EXERCISE REQUIREMENTS:
Render the material below as a Markdown table with two columns, No. and Text, one row per line, numbered in order. Skip blank lines and leave out the pictures.
— START TASK MATERIAL —
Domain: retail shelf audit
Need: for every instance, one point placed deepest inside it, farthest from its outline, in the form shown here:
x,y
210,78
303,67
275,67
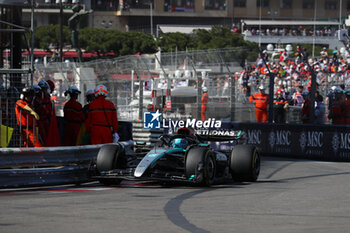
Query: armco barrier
x,y
45,166
319,142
— END TASK MATERIAL —
SOLUTION FOR THIS PROBLEM:
| No. | Text |
|---|---|
| 1 | Domain: retail shelf audit |
| 2 | Need: for every instance, one point placed deepest inside it, farthest from its outline, in the form shown here: |
| 3 | x,y |
| 4 | 210,78 |
| 5 | 303,67 |
| 6 | 275,67 |
| 7 | Query: armco barrier |
| 8 | x,y |
| 9 | 45,166 |
| 10 | 319,142 |